● Exercise aim: Only the lines from the one containing "Query: smokestack" through the last line below should be written out, exactly and with both ends kept.

= = = = =

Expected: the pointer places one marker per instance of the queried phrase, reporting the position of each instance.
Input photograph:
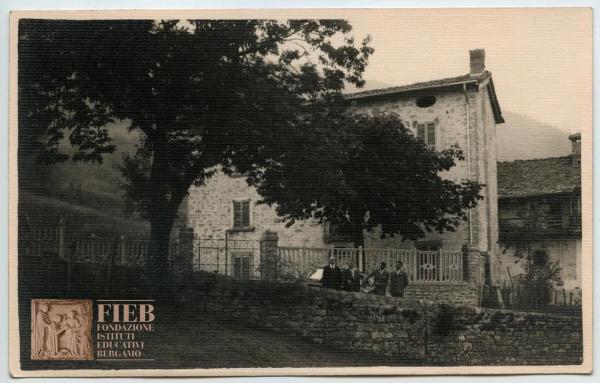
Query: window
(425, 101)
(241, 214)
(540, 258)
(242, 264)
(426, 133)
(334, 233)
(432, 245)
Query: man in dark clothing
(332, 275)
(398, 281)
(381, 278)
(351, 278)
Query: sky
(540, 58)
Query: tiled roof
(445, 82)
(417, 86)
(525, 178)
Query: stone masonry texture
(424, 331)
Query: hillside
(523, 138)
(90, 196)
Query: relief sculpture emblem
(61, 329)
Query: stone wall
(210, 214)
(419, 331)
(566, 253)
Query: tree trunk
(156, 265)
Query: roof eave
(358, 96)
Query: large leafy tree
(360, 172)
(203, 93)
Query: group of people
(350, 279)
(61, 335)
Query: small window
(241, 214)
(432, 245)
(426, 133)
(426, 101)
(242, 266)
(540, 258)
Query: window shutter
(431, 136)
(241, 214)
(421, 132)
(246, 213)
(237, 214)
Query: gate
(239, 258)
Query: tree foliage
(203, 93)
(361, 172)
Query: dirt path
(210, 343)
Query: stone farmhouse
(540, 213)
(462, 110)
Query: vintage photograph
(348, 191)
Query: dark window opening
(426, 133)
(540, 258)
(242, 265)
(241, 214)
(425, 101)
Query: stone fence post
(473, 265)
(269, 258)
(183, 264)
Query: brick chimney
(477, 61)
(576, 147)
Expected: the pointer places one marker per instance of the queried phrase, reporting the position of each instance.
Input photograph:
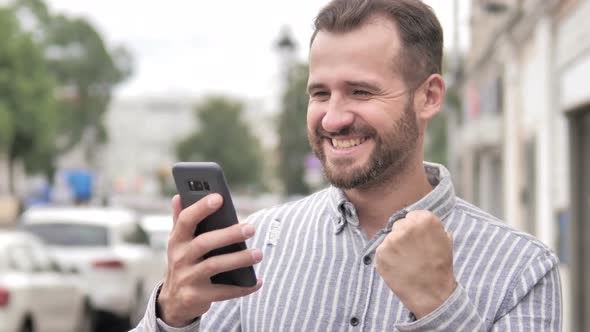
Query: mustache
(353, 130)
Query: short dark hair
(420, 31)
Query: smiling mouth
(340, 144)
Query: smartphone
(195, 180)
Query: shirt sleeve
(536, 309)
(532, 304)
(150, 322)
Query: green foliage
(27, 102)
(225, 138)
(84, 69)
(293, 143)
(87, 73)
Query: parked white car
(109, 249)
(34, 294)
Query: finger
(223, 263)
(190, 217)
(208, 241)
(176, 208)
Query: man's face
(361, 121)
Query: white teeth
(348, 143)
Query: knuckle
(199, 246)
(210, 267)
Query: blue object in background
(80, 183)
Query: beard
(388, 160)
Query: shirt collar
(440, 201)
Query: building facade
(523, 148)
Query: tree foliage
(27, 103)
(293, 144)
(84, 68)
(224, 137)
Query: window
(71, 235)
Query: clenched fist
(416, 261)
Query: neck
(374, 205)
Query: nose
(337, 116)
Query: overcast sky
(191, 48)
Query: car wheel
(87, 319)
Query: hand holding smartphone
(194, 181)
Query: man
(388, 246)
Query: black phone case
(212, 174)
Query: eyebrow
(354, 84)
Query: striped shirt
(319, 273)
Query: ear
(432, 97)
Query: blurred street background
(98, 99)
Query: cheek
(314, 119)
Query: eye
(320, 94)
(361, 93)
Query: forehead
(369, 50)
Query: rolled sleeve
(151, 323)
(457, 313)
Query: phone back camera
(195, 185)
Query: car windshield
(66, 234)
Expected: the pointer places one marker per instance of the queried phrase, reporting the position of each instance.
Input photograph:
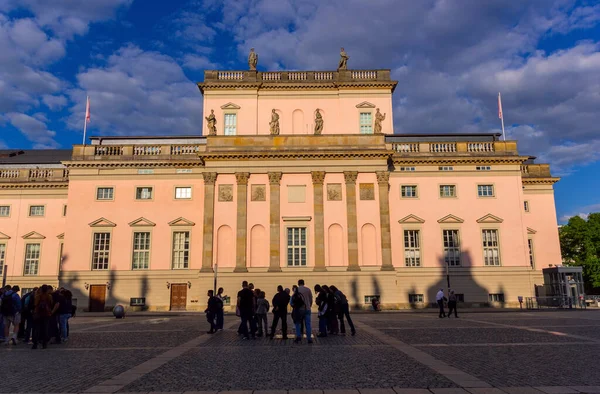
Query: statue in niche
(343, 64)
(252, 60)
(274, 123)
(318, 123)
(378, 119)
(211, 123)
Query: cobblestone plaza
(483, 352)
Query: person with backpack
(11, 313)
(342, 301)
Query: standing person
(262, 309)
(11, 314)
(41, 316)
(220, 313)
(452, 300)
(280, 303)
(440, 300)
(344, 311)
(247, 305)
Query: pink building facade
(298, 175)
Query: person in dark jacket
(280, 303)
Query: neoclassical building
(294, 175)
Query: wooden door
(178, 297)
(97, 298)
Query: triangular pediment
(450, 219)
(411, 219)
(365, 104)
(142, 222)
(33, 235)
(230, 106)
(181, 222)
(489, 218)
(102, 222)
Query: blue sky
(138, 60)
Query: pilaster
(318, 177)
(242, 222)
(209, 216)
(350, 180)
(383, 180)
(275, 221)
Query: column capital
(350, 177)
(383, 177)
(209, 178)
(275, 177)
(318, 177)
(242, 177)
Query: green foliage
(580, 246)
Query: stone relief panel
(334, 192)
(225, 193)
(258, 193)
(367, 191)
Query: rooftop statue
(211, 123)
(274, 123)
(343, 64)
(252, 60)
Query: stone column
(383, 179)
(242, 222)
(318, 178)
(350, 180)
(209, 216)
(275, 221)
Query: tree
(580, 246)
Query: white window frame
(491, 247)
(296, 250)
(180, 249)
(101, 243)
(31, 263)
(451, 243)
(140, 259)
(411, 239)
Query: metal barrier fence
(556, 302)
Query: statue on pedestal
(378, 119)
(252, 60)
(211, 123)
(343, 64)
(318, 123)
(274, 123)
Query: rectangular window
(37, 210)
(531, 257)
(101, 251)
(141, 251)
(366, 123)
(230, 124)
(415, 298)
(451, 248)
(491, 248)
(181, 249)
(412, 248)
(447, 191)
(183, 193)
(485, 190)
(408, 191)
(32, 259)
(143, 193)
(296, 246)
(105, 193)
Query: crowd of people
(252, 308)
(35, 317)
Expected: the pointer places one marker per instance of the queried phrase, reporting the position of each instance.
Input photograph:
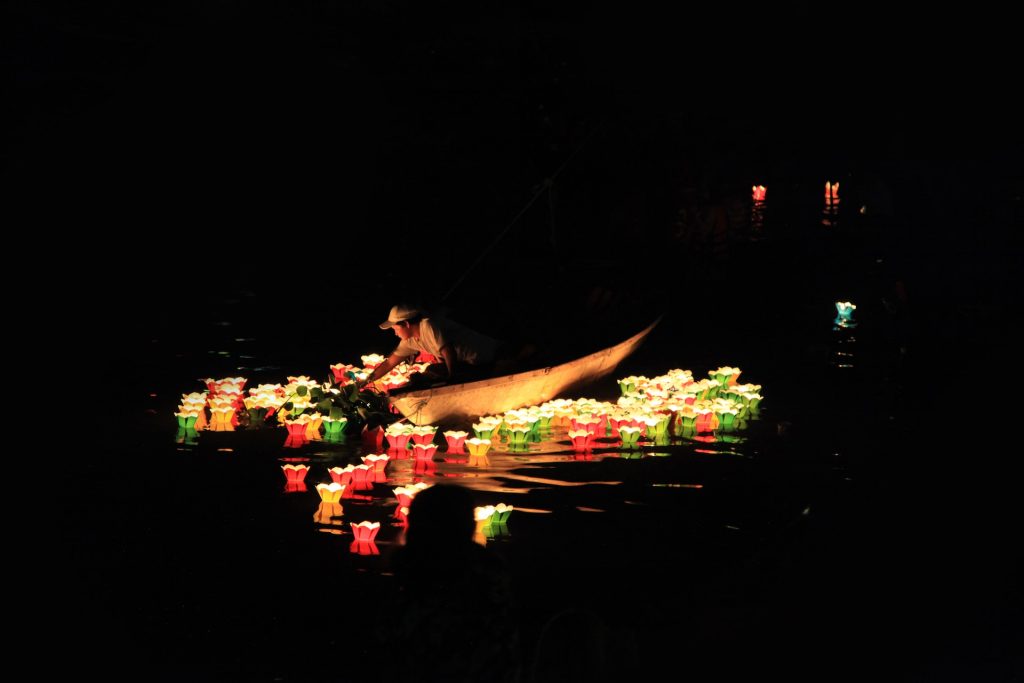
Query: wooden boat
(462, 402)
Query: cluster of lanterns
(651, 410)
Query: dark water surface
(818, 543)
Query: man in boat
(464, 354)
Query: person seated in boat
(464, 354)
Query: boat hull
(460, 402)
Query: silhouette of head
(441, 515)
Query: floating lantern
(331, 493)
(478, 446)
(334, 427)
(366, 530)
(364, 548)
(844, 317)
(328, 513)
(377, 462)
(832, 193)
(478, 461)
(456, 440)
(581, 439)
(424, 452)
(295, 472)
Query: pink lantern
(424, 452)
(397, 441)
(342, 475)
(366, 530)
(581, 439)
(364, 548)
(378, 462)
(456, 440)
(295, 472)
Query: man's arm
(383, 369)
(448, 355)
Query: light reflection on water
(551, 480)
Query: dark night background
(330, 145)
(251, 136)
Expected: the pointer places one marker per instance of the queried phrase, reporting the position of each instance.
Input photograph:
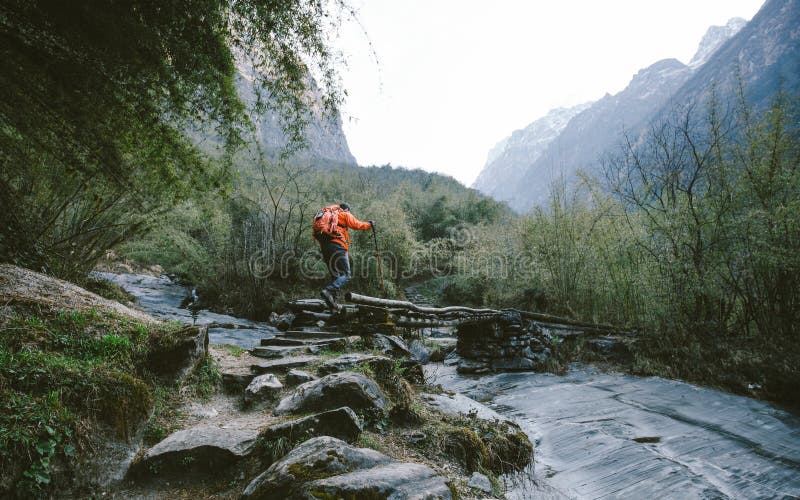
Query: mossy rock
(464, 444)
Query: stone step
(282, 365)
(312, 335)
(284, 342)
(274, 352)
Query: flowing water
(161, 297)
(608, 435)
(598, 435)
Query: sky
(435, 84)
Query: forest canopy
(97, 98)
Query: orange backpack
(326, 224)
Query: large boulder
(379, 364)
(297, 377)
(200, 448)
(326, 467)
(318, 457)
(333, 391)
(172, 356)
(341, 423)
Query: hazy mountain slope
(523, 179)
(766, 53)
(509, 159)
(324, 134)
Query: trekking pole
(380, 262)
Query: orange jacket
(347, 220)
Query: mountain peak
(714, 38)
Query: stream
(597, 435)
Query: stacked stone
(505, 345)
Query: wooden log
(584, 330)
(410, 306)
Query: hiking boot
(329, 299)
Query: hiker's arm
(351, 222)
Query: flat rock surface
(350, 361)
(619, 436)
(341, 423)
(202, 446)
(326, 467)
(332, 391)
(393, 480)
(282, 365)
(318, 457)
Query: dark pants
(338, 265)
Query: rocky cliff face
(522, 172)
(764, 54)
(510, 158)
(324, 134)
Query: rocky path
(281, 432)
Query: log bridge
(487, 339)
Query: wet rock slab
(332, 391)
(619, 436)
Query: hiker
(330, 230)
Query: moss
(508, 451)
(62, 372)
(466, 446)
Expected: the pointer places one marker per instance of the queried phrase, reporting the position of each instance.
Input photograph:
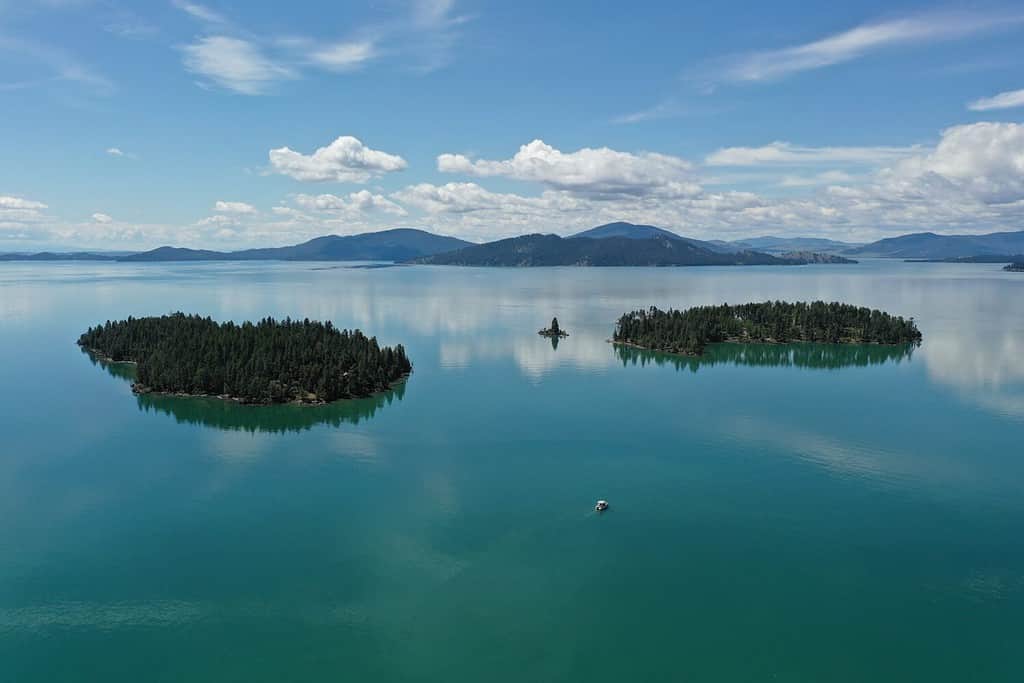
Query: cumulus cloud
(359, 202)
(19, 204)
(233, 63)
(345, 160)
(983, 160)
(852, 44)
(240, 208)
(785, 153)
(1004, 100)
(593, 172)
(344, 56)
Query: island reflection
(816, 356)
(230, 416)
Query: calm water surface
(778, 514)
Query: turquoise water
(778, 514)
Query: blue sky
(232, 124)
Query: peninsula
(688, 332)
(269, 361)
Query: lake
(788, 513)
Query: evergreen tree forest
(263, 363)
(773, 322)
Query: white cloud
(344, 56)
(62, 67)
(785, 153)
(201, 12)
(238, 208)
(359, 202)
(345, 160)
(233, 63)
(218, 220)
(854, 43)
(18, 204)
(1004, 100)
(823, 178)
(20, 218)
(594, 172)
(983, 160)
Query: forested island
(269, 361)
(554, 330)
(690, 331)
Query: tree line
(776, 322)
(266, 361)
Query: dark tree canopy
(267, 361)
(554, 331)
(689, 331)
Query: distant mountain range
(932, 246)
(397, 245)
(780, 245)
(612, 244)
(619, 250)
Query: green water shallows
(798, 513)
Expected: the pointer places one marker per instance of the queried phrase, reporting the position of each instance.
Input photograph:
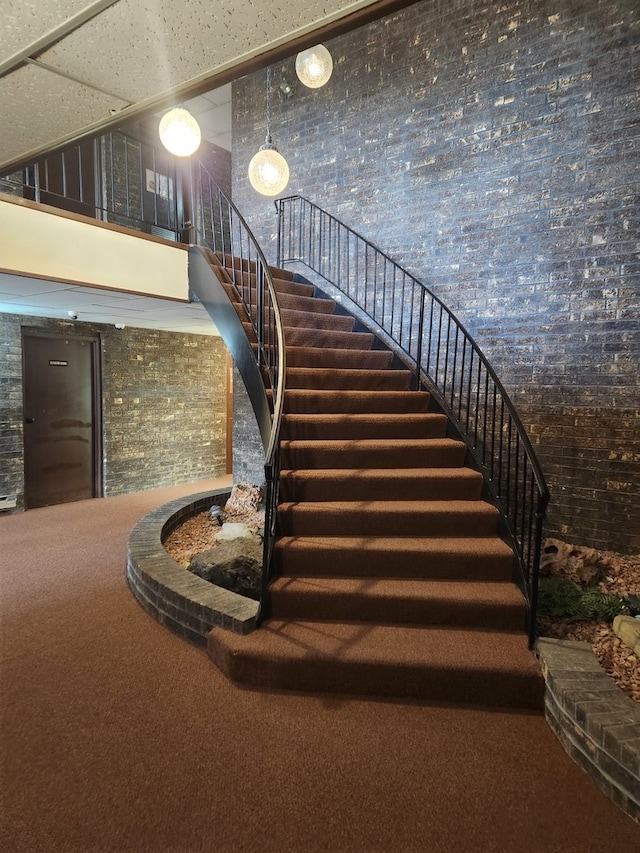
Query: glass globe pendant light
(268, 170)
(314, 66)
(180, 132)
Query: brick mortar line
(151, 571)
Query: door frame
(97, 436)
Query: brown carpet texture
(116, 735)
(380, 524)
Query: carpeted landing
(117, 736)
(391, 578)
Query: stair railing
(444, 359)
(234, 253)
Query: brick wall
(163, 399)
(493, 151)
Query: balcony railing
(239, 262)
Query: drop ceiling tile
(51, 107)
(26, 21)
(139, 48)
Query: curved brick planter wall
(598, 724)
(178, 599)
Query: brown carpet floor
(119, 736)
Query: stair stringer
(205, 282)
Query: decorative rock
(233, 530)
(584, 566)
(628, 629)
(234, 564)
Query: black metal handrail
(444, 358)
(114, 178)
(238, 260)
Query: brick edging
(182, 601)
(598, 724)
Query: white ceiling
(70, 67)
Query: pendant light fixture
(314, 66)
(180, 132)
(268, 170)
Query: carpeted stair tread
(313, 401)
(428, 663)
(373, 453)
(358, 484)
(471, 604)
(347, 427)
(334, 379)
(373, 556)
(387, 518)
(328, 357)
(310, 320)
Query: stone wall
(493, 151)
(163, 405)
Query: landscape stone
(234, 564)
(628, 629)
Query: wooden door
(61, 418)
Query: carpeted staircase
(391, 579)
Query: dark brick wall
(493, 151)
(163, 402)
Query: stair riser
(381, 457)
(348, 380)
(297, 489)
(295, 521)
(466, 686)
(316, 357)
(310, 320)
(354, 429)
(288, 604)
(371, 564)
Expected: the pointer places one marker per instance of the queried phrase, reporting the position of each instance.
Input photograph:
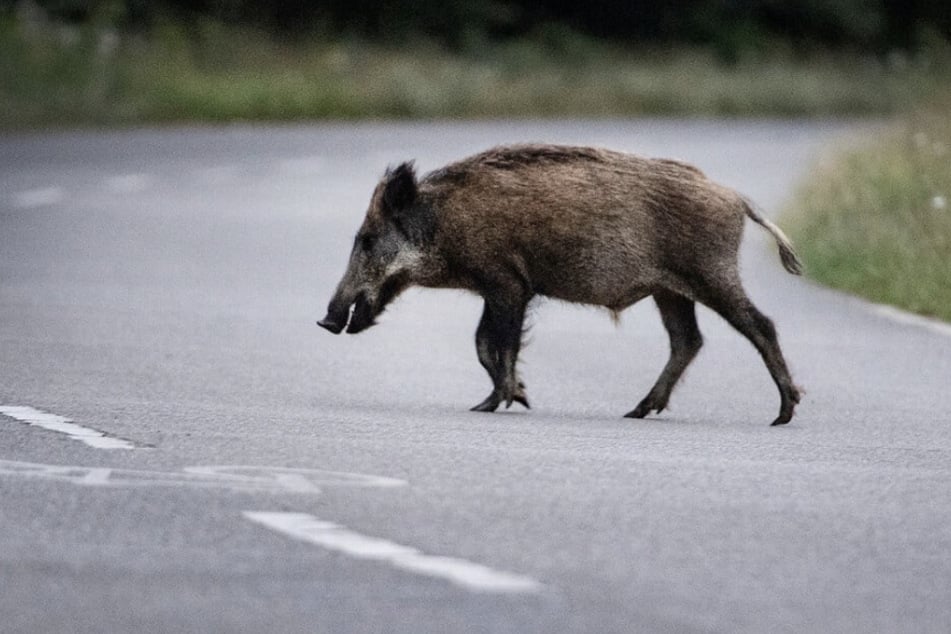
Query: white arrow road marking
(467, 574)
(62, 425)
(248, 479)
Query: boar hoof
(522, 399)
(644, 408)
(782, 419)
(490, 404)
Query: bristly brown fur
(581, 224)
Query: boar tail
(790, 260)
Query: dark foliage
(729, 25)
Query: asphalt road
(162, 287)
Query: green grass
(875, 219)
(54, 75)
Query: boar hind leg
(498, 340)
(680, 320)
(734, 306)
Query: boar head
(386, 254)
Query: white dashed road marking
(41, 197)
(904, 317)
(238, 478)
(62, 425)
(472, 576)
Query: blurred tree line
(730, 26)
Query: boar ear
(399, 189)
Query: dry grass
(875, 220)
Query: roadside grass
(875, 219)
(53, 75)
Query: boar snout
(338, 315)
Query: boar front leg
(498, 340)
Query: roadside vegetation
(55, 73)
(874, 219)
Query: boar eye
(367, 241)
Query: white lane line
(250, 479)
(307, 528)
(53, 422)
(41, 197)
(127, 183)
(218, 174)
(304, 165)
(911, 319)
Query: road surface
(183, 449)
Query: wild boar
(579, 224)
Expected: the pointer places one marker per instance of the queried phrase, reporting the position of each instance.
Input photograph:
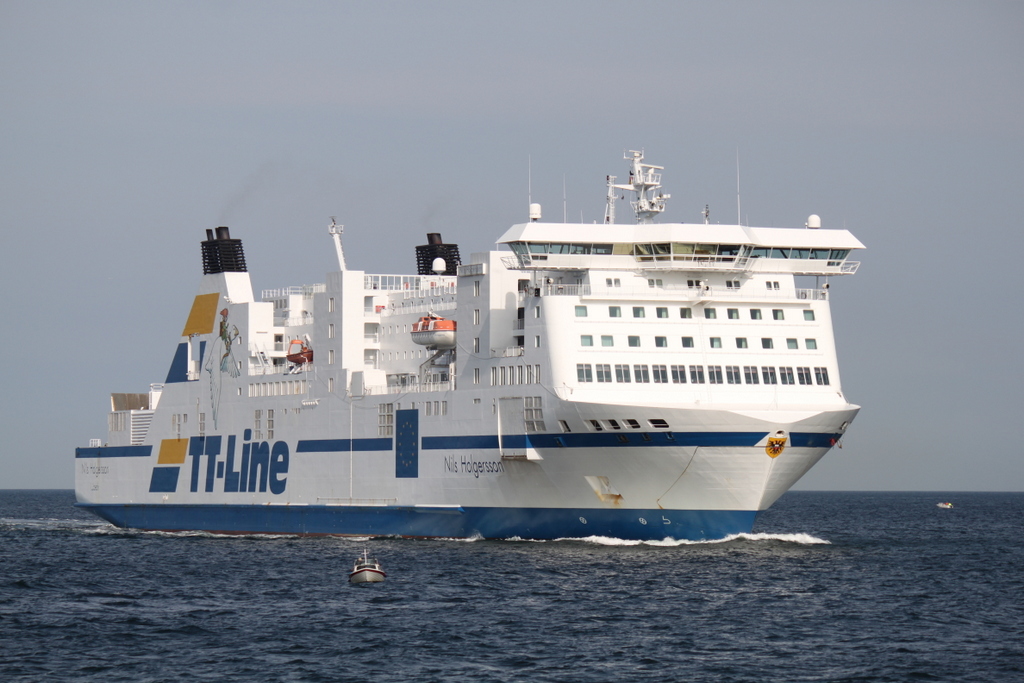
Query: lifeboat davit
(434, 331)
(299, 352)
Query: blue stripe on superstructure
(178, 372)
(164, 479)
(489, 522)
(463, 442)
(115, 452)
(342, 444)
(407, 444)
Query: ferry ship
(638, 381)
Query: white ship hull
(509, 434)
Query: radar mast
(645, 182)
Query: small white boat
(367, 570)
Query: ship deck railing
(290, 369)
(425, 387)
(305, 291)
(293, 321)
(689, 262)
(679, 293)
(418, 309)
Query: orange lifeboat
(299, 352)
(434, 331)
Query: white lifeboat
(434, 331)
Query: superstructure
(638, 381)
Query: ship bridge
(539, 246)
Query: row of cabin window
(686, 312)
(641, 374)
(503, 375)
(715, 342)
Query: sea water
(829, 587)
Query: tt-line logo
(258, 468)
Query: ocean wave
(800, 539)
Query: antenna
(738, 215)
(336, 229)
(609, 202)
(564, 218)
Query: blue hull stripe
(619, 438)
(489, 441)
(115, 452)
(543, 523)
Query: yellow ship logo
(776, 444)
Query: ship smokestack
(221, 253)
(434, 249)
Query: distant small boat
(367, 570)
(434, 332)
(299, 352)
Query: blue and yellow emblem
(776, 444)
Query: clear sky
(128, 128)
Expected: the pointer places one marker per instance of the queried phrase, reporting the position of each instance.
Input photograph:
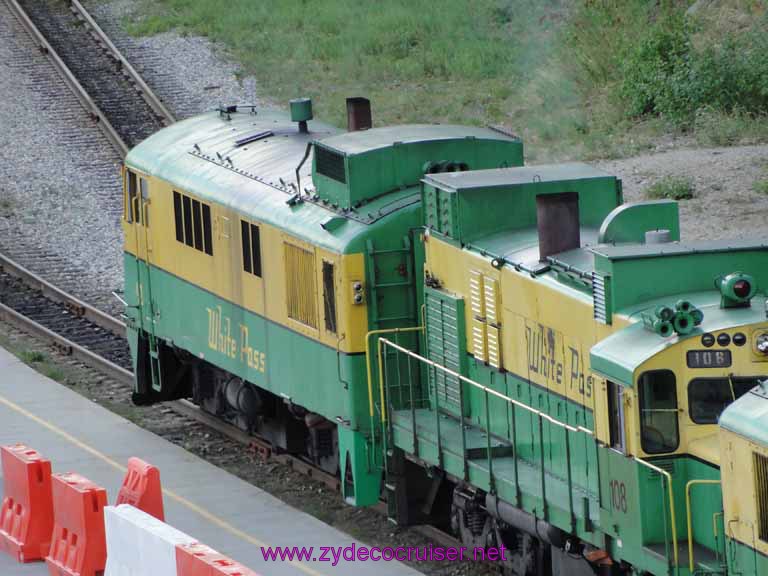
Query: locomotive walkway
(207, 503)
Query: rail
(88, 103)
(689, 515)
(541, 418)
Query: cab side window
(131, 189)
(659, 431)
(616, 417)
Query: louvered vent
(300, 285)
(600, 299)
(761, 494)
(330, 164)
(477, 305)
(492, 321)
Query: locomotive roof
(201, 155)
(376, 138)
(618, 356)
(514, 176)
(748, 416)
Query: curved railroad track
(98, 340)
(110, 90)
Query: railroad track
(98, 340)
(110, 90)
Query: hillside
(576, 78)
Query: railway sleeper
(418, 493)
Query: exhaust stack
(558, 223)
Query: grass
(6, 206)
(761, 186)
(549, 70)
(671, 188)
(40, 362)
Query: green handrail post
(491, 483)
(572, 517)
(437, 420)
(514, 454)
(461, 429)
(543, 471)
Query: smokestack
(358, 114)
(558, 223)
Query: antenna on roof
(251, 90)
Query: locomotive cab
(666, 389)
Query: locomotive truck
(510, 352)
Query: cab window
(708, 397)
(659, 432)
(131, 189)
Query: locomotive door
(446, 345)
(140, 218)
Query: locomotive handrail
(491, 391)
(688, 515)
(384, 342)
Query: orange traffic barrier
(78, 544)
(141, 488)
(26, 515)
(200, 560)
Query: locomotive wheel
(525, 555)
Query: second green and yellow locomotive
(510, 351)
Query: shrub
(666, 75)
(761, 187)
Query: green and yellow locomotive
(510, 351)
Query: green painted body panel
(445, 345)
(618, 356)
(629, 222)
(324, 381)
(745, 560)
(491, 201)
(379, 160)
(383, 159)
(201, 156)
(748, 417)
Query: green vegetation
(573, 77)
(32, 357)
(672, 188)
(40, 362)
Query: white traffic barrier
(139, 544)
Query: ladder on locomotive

= = = = =

● Written solution:
Query: smokestack
(358, 114)
(558, 223)
Query: antenna on roof
(251, 90)
Query: locomotive cab
(666, 389)
Query: locomotive truck
(510, 352)
Query: cab window
(708, 397)
(659, 432)
(131, 189)
Query: locomotive door
(446, 345)
(140, 218)
Query: locomotive handrail
(491, 391)
(688, 515)
(384, 342)
Query: orange traffic barrier
(78, 544)
(141, 488)
(26, 515)
(200, 560)
Query: locomotive wheel
(525, 555)
Query: second green and yellow locomotive
(510, 351)
Query: shrub
(666, 75)
(761, 187)
Query: green and yellow locomotive
(510, 351)
Query: green painted body panel
(445, 345)
(618, 356)
(629, 222)
(324, 381)
(745, 560)
(491, 201)
(379, 160)
(383, 159)
(201, 156)
(748, 417)
Query: green vegetation
(573, 77)
(32, 357)
(672, 188)
(40, 362)
Query: white traffic barrier
(139, 544)
Query: ladder on locomotive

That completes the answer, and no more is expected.